**Exercise prompt**
Rewrite the listing with every "clicks" swapped for "points" and nothing else changed, leaving out the pictures.

++++++++++++++++++++

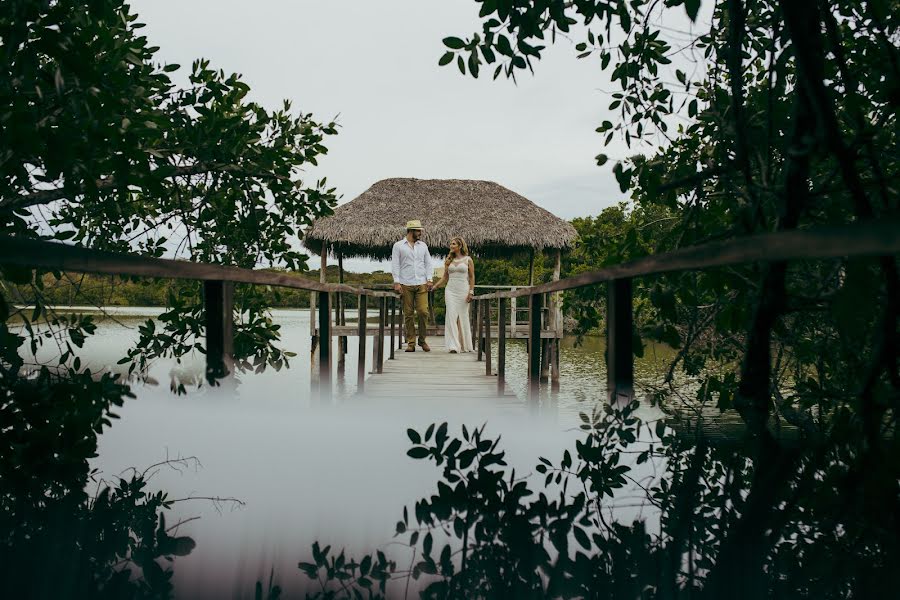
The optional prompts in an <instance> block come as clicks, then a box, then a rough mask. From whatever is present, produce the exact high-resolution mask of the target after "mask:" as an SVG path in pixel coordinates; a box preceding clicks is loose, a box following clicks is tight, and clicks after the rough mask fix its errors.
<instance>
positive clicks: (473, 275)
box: [466, 256, 475, 302]
mask: <svg viewBox="0 0 900 600" xmlns="http://www.w3.org/2000/svg"><path fill="white" fill-rule="evenodd" d="M474 295H475V261H474V260H472V257H471V256H470V257H469V295H468V296H466V302H471V300H472V296H474Z"/></svg>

++++++++++++++++++++

**Response box**
The optional prompts in an <instance> block come as points, then a box, then a rough mask. From whatever is present, produce the exact high-resolution mask of the target after "mask:" as an SVG path in pixel coordinates; a box preceding points is loose, a box following points is tight, and points after the rough mask fix its errors.
<instance>
positive points: (473, 275)
box: [466, 256, 475, 302]
mask: <svg viewBox="0 0 900 600" xmlns="http://www.w3.org/2000/svg"><path fill="white" fill-rule="evenodd" d="M474 295H475V261H474V260H472V257H471V256H470V257H469V295H468V296H466V302H471V300H472V296H474Z"/></svg>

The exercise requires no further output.